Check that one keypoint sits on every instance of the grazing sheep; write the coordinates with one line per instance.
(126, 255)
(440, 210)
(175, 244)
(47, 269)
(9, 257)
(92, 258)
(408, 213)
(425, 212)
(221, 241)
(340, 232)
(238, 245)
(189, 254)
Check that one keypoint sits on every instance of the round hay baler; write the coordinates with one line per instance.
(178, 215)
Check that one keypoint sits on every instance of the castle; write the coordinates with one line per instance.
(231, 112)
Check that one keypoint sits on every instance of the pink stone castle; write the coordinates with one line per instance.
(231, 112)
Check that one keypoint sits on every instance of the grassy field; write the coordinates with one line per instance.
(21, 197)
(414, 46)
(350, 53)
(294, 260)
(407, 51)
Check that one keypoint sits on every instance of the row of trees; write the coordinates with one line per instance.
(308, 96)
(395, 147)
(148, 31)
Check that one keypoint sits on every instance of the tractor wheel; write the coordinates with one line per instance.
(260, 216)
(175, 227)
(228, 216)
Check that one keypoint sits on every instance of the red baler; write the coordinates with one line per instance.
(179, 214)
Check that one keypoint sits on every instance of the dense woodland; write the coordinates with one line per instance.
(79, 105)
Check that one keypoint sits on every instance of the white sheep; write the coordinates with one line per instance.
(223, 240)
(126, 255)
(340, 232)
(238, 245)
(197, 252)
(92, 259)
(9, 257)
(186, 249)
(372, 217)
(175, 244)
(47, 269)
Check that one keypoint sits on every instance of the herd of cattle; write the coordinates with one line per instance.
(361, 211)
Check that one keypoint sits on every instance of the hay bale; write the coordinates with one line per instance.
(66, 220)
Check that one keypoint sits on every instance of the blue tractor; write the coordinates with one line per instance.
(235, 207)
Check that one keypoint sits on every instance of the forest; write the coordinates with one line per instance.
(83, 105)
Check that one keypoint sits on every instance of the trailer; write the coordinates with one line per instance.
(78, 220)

====

● **Exercise aim**: Exactly as written, copy the lines from the one containing "Check that one keypoint sits on every instance of the hay" to the end of the entries, both ends included.

● **Your solution**:
Check that one keypoint sits on every instance of the hay bale; write the coordinates with one line per instance.
(66, 220)
Check that one keypoint sits on every instance of the blue tractor; write the coordinates with one line per instance.
(235, 207)
Check that one keypoint sits on every instance of the forest; write the coordinates with one line per instance.
(83, 105)
Check that one keypoint sits on every instance of the trailer; write the coordinates with one line per instance.
(78, 220)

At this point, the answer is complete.